◆ DATASET ENTRIES ◆
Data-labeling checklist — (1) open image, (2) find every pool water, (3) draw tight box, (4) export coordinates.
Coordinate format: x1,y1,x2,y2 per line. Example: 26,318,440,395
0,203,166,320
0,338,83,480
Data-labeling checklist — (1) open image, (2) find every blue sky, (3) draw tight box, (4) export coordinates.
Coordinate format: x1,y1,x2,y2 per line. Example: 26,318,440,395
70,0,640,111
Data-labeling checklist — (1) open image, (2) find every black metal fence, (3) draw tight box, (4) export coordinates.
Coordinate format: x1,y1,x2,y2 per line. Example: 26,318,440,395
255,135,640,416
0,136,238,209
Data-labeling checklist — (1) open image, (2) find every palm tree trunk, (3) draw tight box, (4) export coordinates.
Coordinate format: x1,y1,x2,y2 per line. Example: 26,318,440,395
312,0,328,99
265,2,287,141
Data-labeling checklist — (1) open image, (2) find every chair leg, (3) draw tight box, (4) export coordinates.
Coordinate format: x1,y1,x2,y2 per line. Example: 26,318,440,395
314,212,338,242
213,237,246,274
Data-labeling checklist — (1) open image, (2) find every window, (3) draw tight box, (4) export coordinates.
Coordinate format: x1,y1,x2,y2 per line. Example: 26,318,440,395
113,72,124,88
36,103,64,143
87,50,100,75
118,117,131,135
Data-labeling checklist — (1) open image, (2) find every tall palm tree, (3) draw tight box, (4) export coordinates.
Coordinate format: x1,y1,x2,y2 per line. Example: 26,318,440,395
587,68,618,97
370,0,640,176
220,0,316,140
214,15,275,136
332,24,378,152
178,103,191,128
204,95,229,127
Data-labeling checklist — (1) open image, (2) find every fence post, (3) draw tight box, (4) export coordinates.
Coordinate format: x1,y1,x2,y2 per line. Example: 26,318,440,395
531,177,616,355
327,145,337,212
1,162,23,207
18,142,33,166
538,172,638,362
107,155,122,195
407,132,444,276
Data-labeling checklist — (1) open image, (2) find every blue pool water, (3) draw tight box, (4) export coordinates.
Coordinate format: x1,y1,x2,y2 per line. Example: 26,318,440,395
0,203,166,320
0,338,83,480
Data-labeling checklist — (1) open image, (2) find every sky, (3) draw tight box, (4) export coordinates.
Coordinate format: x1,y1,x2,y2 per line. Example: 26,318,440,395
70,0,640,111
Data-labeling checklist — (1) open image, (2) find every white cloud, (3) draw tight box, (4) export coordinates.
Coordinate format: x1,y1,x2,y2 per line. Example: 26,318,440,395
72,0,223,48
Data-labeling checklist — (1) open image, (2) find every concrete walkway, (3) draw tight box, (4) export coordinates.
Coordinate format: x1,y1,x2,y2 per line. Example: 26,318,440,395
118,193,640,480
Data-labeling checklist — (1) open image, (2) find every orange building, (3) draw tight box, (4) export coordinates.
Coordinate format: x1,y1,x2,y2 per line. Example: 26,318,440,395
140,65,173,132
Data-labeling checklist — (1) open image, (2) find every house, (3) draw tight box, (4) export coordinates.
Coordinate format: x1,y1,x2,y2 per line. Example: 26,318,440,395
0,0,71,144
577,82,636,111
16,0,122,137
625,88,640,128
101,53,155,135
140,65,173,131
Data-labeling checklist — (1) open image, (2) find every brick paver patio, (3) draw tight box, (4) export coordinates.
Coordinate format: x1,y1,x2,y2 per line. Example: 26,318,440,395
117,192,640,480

◆ REQUEST ◆
List every line of the data above that contains the string "palm", matching case exactly.

◆ RESULT OF THIS EXERCISE ◆
Data-labeling checklist — (1) open image, (2) find every palm tree trunk, (3) draw tight box, (4) export coordinates.
Data-labeling checklist — (1) open image, (2) find every tall palm tree, (3) draw tight box, (4) export coordinates.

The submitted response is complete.